Short task — Reproduce the listing below in full, substituting "occurrence" for each occurrence of "instance" and leaving everything else unchanged.

Data —
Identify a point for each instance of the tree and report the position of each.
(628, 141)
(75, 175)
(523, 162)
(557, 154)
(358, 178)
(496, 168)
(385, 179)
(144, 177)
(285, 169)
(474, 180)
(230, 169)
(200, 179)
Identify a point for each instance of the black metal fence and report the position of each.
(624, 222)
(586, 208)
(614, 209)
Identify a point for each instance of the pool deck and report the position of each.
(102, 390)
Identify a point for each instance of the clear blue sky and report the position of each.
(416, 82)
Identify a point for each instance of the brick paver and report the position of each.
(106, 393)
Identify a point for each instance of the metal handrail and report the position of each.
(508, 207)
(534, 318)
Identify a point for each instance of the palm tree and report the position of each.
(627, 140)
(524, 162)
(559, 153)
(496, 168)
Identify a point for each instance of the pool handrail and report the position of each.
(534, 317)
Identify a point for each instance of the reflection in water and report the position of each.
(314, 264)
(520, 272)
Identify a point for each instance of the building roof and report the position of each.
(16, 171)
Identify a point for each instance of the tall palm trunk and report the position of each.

The response —
Identify a point for each occurrence of the tree and report the position of each.
(628, 141)
(75, 175)
(523, 162)
(557, 154)
(358, 178)
(496, 168)
(385, 179)
(144, 177)
(285, 169)
(474, 180)
(230, 169)
(200, 179)
Identify a point for each occurrence of the black metal fence and report the position of each.
(624, 222)
(586, 208)
(614, 209)
Identify a point for each occurrence of the pool deck and report the position of each.
(102, 390)
Identify a point for each occurrence of the clear blue sky and report the position of each.
(416, 82)
Identify a point for each occurrence of the brick paver and report the position of each.
(106, 393)
Identify a point for each occurrence of the metal handrail and report the position of each.
(508, 207)
(534, 318)
Identify a point for each occurrence of the palm tree and report the position of each.
(627, 140)
(524, 162)
(559, 153)
(496, 168)
Identify a point for each occurrence of the pool handrail and report the position of each.
(534, 317)
Identify a point for each occurrence of the reflection in water and report the position of each.
(314, 264)
(520, 272)
Identify a point for each occurrence of the building roof and report the position of each.
(16, 171)
Identify a point for each occurrence of the tall palm trunk and report the position of each.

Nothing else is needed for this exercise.